__Trecho da página__:
Martha Medeiros - Jornal Zero Hora - 24/01/16

O dia em que sonhei ser vilã


Recebi o e-mail de uma moça (que não conheço) avisando que um jornalista (que também não conheço) andou me citando num texto. A moça, além de me transcrever o texto dele, mandou junto o e-mail do sujeito para que eu o agradecesse.

Li o texto. Ele elogia o bairro em que moramos e, no final, celebra a possibilidade de me ver caminhando pelas ruas. Sujeito simpático.

O que uma vilã faria? Nada muito maquiavélico. Simplesmente tocaria a vida. Anda atarefada, não conhece nem a moça nem o jornalista e há outros assuntos pendentes. Mas não sou vilã. Sinto obrigação de dar retorno, então mando um e-mail pra moça agradecendo o contato e outro e-mail para o cara agradecendo a citação. Feito. Levou cinco minutos para ser educada.

Passa uma hora e a moça volta a escrever dizendo que avisou o jornalista de que eu havia respondido pra ela, porém ele disse que não havia recebido nada. Ué. Respondo pra ela que vou reenviar o e-mail pra ele, e reenvio.

Daqui a pouco entra um e-mail dele agradecendo meu agradecimento. Ótimo. Acho que agora posso continuar a trabalhar.

Em 15 minutos, ele escreve de novo pedindo meu endereço pra mandar um livro de sua autoria. Recebo cerca de cinco livros por semana e o dele entrará para o depósito onde guardo tudo que levarei para minha cela quando pegar uma prisão perpétua, mas mando o endereço.

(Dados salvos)
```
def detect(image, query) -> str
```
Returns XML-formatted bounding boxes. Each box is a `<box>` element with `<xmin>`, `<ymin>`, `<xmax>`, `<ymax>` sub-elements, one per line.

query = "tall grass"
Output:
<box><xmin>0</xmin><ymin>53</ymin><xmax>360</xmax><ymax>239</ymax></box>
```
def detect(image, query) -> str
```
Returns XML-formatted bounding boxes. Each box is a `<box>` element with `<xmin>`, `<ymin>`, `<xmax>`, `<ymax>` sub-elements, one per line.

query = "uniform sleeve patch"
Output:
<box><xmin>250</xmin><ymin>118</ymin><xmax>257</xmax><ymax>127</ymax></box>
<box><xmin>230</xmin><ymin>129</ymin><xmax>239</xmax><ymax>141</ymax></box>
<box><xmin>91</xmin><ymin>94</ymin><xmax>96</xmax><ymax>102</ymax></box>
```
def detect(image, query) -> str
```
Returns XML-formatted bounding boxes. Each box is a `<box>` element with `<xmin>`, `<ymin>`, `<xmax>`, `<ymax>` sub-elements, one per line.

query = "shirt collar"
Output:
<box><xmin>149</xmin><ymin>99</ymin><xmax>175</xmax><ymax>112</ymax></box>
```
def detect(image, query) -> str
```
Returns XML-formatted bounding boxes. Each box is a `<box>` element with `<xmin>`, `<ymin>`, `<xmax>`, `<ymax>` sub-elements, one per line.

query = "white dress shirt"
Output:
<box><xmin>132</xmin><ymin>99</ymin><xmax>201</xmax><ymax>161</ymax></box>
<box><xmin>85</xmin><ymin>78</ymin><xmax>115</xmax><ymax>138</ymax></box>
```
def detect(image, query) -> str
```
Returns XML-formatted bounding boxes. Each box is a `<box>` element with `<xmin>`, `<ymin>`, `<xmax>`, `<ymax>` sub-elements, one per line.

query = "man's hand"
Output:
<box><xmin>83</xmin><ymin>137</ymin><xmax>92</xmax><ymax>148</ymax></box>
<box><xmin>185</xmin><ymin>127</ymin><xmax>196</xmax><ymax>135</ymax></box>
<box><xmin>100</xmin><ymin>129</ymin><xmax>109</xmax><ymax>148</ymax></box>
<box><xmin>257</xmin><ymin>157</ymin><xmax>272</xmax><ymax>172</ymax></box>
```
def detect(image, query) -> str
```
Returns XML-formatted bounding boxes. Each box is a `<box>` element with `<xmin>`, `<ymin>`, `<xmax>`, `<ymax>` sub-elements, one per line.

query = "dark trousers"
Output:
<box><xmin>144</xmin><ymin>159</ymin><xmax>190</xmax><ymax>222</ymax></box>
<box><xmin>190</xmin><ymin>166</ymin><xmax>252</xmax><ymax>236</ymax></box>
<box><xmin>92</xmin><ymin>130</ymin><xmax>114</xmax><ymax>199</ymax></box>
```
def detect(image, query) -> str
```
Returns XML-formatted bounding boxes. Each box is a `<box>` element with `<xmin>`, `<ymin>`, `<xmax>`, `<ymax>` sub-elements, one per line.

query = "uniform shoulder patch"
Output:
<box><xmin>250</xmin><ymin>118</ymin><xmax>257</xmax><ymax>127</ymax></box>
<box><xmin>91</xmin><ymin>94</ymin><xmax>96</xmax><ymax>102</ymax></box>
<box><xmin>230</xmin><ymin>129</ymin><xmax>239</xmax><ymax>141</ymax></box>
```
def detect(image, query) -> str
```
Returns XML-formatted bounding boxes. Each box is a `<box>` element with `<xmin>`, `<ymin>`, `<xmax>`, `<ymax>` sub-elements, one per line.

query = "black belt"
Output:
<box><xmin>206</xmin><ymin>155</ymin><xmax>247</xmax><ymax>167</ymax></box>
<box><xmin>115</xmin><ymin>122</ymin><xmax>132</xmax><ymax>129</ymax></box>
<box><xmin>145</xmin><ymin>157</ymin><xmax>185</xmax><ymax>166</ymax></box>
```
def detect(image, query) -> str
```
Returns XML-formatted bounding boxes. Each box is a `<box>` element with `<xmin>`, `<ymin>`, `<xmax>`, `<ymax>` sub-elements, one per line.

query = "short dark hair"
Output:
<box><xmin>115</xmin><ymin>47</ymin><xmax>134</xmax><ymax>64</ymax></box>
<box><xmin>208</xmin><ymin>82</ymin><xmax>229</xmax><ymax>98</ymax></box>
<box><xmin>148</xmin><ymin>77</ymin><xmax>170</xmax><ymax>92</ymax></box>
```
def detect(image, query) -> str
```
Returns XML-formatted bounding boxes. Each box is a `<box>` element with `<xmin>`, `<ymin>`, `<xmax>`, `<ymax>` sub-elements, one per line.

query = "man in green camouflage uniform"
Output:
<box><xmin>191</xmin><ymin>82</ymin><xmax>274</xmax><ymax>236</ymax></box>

__Experimente__: Transcreva na íntegra, sem nenhuma alteração, o trecho da página sobre o dia em que sonhei ser vilã.

__Resposta abaixo__:
Martha Medeiros - Jornal Zero Hora - 24/01/16

O dia em que sonhei ser vilã


Recebi o e-mail de uma moça (que não conheço) avisando que um jornalista (que também não conheço) andou me citando num texto. A moça, além de me transcrever o texto dele, mandou junto o e-mail do sujeito para que eu o agradecesse.

Li o texto. Ele elogia o bairro em que moramos e, no final, celebra a possibilidade de me ver caminhando pelas ruas. Sujeito simpático.

O que uma vilã faria? Nada muito maquiavélico. Simplesmente tocaria a vida. Anda atarefada, não conhece nem a moça nem o jornalista e há outros assuntos pendentes. Mas não sou vilã. Sinto obrigação de dar retorno, então mando um e-mail pra moça agradecendo o contato e outro e-mail para o cara agradecendo a citação. Feito. Levou cinco minutos para ser educada.

Passa uma hora e a moça volta a escrever dizendo que avisou o jornalista de que eu havia respondido pra ela, porém ele disse que não havia recebido nada. Ué. Respondo pra ela que vou reenviar o e-mail pra ele, e reenvio.

Daqui a pouco entra um e-mail dele agradecendo meu agradecimento. Ótimo. Acho que agora posso continuar a trabalhar.

Em 15 minutos, ele escreve de novo pedindo meu endereço pra mandar um livro de sua autoria. Recebo cerca de cinco livros por semana e o dele entrará para o depósito onde guardo tudo que levarei para minha cela quando pegar uma prisão perpétua, mas mando o endereço.